Stored records
+ + +

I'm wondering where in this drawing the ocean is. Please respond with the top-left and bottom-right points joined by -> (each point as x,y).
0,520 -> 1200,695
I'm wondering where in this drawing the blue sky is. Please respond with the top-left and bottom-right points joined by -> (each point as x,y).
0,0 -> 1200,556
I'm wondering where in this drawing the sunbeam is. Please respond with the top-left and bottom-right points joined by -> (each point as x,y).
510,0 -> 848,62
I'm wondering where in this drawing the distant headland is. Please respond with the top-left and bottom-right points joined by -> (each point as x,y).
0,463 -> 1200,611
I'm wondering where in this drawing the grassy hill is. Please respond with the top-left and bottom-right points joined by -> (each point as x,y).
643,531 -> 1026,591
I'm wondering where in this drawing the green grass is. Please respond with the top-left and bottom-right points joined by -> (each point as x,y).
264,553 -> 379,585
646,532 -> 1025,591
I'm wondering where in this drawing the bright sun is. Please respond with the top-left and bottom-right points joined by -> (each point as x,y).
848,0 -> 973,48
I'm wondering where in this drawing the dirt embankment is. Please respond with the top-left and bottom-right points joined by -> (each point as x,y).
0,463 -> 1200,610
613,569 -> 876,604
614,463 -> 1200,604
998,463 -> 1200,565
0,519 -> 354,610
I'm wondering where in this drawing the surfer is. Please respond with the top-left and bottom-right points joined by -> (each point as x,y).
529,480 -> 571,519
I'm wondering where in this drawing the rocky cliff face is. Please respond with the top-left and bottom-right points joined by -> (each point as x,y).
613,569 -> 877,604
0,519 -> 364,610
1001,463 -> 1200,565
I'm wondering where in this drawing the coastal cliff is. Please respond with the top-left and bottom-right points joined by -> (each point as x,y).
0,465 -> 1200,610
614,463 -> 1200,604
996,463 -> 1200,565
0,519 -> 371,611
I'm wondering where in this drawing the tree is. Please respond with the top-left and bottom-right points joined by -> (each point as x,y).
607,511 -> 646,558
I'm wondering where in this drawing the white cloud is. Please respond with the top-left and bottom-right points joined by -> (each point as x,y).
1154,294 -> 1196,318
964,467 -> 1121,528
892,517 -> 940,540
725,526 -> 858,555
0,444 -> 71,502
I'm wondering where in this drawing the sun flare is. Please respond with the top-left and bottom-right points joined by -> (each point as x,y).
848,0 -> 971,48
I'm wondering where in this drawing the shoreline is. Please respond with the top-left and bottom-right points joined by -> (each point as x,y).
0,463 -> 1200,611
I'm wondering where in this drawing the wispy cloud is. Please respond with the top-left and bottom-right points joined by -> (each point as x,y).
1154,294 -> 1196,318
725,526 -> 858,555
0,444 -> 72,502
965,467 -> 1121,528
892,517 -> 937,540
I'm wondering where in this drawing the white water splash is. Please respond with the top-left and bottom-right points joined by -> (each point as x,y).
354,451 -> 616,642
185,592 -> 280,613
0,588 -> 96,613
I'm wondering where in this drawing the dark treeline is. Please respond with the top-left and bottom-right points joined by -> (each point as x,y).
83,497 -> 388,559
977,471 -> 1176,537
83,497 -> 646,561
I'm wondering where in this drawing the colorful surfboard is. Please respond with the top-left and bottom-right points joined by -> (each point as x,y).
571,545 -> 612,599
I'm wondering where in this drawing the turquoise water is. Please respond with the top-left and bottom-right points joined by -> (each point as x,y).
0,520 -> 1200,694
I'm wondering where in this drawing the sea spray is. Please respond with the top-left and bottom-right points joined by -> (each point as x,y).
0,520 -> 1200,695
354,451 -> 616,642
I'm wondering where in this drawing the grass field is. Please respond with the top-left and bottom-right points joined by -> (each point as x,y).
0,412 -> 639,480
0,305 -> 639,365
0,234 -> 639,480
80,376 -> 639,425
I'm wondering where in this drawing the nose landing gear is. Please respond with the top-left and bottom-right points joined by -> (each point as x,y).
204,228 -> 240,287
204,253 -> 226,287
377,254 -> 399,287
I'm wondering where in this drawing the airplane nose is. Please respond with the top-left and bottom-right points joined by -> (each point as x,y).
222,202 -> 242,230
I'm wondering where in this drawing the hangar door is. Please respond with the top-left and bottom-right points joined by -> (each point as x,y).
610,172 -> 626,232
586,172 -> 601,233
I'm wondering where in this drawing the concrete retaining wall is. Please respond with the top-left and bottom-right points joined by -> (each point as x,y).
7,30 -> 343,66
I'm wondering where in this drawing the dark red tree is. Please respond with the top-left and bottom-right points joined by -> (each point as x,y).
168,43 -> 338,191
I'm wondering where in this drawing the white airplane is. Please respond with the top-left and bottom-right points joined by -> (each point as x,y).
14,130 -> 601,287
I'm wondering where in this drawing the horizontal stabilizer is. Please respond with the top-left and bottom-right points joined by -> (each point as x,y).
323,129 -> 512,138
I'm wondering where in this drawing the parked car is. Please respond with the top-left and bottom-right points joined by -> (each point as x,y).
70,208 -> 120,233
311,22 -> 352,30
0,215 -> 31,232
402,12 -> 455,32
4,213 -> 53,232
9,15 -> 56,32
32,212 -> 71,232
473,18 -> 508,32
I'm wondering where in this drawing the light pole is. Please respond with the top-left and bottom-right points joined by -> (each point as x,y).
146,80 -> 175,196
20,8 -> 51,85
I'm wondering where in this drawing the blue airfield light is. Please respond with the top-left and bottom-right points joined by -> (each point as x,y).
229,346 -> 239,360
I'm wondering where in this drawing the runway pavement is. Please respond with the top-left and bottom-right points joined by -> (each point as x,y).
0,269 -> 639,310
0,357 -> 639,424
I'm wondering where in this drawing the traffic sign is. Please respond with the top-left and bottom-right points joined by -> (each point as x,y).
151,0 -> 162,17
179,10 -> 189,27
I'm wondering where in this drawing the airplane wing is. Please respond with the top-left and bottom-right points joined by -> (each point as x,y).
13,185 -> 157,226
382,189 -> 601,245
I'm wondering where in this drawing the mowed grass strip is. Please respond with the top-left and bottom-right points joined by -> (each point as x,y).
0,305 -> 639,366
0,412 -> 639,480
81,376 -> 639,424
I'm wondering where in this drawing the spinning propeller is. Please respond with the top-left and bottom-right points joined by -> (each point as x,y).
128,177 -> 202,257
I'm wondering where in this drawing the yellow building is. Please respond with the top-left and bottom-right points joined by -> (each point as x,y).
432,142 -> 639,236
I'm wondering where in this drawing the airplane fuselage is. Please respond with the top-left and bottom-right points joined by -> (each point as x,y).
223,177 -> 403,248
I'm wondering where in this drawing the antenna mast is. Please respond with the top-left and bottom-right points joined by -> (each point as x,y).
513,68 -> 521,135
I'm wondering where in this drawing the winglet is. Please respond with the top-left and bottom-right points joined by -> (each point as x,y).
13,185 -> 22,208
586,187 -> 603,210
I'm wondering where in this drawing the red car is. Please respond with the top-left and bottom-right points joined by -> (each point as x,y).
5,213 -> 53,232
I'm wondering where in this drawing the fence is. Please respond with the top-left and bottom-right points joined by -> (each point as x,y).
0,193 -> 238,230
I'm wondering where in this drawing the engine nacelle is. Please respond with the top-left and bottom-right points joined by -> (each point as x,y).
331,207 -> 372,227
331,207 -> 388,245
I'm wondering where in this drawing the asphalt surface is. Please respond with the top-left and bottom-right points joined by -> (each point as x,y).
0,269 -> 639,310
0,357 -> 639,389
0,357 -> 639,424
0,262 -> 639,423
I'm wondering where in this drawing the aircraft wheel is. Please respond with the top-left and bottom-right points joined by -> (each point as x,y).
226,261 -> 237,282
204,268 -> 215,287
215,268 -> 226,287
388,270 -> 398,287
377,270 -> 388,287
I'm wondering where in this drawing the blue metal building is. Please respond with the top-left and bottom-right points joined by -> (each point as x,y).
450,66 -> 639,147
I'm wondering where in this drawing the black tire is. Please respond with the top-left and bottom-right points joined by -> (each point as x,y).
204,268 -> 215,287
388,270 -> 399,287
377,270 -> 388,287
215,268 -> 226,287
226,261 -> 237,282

+ + +

## WHAT YOU WILL DO
Please write out the listing lines that run from the line containing "I'm wondering where in this drawing the dark red" through the line containing "229,346 -> 239,360", including both of those lines.

## EXERCISE OUTPUT
I'm wondering where in this drawing the dark red tree is. Please respond with the top-left and bottom-right points joined by -> (each point as x,y).
168,43 -> 338,191
I'm wondering where in this drawing the white airplane is. Please respond with the top-left and bottom-right points joined by -> (each point as x,y).
14,130 -> 601,287
I'm wondering where in this drawing the horizontal stabilizer is. Please respond with the top-left and bottom-right points joined by -> (each point as x,y).
323,129 -> 512,138
I'm wondering where in this drawing the parked car is. Please respond with the top-left and bottom-right points joined by -> (each point as x,y).
70,208 -> 120,233
311,22 -> 352,30
0,215 -> 31,232
402,12 -> 455,32
4,213 -> 53,232
9,15 -> 56,32
32,212 -> 71,232
473,18 -> 508,32
I'm wondering where in this drawing the light pole is. Please respond with the top-left and bottom-right points joined by -> (each point as x,y).
146,80 -> 175,196
20,8 -> 51,85
I'm wondering where in this drawing the blue airfield light is. Please respond with the top-left and bottom-right points joined by -> (each point as x,y).
229,346 -> 239,360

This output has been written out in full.